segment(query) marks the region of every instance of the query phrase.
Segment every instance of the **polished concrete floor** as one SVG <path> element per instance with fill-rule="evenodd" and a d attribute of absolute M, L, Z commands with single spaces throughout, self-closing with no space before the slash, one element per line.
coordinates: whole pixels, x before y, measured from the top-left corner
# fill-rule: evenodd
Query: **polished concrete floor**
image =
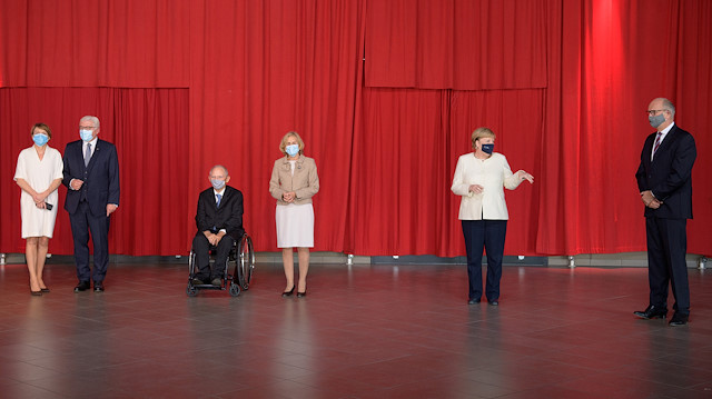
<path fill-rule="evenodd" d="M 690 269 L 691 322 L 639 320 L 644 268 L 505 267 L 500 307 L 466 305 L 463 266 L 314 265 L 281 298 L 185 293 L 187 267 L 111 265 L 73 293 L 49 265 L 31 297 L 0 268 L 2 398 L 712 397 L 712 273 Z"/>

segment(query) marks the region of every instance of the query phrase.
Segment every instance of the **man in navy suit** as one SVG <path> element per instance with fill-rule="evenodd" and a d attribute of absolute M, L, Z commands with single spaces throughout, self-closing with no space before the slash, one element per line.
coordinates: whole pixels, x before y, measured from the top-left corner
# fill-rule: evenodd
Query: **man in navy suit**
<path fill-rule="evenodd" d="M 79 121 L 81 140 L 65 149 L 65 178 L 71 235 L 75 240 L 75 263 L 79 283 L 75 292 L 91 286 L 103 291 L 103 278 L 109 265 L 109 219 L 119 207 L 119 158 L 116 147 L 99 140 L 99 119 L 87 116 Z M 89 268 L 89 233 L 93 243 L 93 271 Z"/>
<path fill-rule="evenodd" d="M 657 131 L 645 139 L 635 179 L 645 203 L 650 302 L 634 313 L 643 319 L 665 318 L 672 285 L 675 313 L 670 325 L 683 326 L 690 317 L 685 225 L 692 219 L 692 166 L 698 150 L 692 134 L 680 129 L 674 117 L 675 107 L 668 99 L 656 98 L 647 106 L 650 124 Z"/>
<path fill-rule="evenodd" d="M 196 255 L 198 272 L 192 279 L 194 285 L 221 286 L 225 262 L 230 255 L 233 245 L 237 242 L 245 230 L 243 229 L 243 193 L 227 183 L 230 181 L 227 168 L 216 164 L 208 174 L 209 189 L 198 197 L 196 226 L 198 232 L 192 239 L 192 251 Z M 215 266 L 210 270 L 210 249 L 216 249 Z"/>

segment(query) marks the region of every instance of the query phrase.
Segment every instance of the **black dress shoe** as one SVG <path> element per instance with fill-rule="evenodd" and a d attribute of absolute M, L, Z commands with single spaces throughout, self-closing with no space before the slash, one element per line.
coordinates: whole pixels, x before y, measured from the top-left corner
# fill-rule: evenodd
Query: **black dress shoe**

Goal: Render every line above as a JSON list of strings, one string per line, skipping blank lines. Leave the pictures out of the answer.

Expected answer:
[
  "segment(query) marks the region of every instance of the query phrase.",
  "Segment every instance of the **polished concrete floor** as one SVG <path> element per instance with fill-rule=\"evenodd\" and a d attribute of absolute M, L, Z commands with single spaces throughout, self-closing with no space before the slash, one element per line.",
  "coordinates: whole pixels, x before y, measured from the top-left corner",
  "# fill-rule: evenodd",
  "Query: **polished concrete floor**",
  "image =",
  "<path fill-rule=\"evenodd\" d=\"M 690 269 L 691 322 L 639 320 L 644 268 L 505 267 L 500 307 L 466 305 L 463 266 L 314 265 L 281 298 L 185 293 L 187 267 L 111 265 L 73 293 L 49 265 L 31 297 L 0 268 L 2 398 L 712 397 L 712 273 Z\"/>",
  "segment(query) marks the region of every instance of the query phrase.",
  "Segment every instance of the **man in navy suit** as one SVG <path> element per instance with fill-rule=\"evenodd\" and a d attribute of absolute M, L, Z commands with single spaces throughout, self-closing with no space before the slash, one element per line.",
  "coordinates: whole pixels, x before y, measured from the top-left corner",
  "# fill-rule: evenodd",
  "Query: **man in navy suit**",
  "<path fill-rule=\"evenodd\" d=\"M 79 121 L 81 140 L 65 149 L 65 178 L 71 235 L 75 240 L 75 263 L 79 283 L 75 292 L 91 286 L 103 291 L 103 278 L 109 265 L 109 219 L 119 207 L 119 158 L 116 147 L 99 140 L 99 119 L 87 116 Z M 89 268 L 89 233 L 93 243 L 93 271 Z\"/>",
  "<path fill-rule=\"evenodd\" d=\"M 657 131 L 645 139 L 635 179 L 645 203 L 650 302 L 634 313 L 643 319 L 665 318 L 672 285 L 675 313 L 670 325 L 683 326 L 690 317 L 685 225 L 692 219 L 692 166 L 698 150 L 692 134 L 680 129 L 674 117 L 675 107 L 668 99 L 656 98 L 647 106 L 650 124 Z\"/>",
  "<path fill-rule=\"evenodd\" d=\"M 196 255 L 198 272 L 192 279 L 194 285 L 221 286 L 225 262 L 230 255 L 233 245 L 237 242 L 245 230 L 243 229 L 243 193 L 227 183 L 230 181 L 227 168 L 216 164 L 208 174 L 209 189 L 198 197 L 196 226 L 198 232 L 192 239 L 192 251 Z M 215 266 L 210 270 L 210 249 L 216 249 Z\"/>",
  "segment(query) marks the region of every instance of the query phrase.",
  "Segment every instance of the **black dress shoe** as one SVG <path> element per instance with fill-rule=\"evenodd\" and a d attribute of absolute M, L, Z commands with single spaces throughout, self-closing with no space before the slash, one element per line.",
  "coordinates: whole pixels, x before y, measured from the top-left corner",
  "# fill-rule: evenodd",
  "Query: **black dress shoe**"
]